◆ **Data shown**
[START]

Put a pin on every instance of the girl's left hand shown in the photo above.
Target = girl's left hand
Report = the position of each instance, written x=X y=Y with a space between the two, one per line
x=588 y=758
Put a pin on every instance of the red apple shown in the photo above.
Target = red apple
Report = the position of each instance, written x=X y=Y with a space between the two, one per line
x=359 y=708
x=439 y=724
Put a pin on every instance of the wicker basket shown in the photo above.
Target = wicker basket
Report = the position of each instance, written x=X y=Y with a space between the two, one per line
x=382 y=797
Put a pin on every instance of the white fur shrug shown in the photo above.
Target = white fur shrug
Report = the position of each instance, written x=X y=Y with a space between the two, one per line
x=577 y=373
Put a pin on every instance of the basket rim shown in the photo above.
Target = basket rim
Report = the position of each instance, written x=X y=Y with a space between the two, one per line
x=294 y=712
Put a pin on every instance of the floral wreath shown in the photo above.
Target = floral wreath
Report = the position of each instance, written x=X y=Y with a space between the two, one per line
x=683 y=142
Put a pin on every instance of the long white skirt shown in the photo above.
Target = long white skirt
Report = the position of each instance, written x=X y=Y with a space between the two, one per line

[END]
[START]

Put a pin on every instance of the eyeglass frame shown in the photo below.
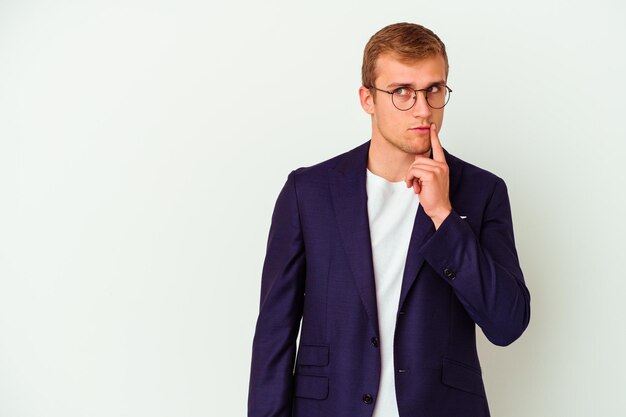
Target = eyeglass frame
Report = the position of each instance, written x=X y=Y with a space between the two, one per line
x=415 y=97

[END]
[START]

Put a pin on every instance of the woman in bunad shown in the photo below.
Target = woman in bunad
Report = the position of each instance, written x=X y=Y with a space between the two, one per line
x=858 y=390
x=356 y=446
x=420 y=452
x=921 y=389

[END]

◆ **Written request**
Copy the records from the line containing "Put a pin on every instance of the white" through the line containing "x=577 y=373", with both end lines included, and shift every coordinate in the answers up by 10. Leave the requests and their format samples unchanged.

◆ **Expected answer**
Put a pin on every instance of the white fur shrug shown in the photo above.
Target = white fur shrug
Report = the position of each instance, written x=X y=Y with a space between the two, one per line
x=587 y=383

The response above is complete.